Reproduce the data below line for line, with no changes, and omit the pictures from your answer.
##### RECORDS FOR THIS TASK
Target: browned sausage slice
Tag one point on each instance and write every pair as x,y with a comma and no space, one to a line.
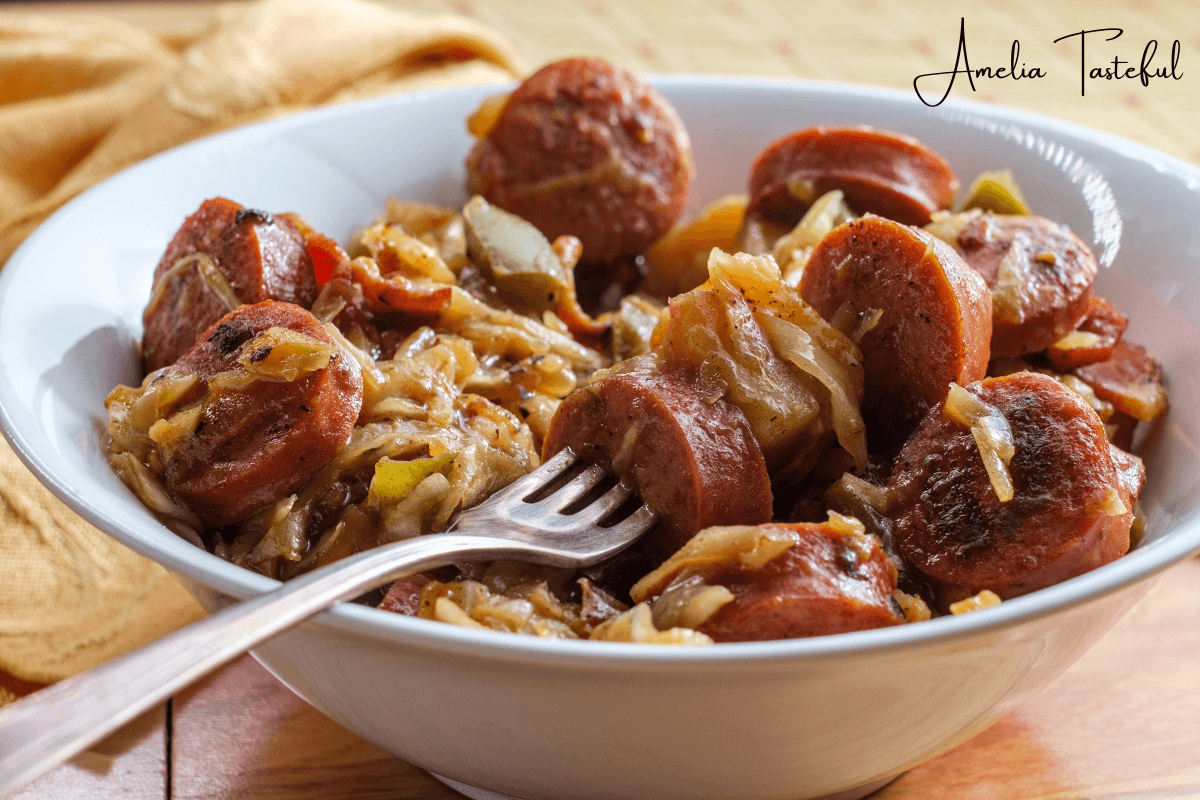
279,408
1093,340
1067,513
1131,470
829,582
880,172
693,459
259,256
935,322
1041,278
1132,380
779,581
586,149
##########
# COMPLETE OUTPUT:
Target: browned sausage slice
Tag one point on each instance and write every pair as x,y with a comma and no space, one to a line.
279,408
1093,340
1067,513
1131,470
829,582
880,172
693,459
259,256
935,322
1041,278
1132,380
779,581
586,149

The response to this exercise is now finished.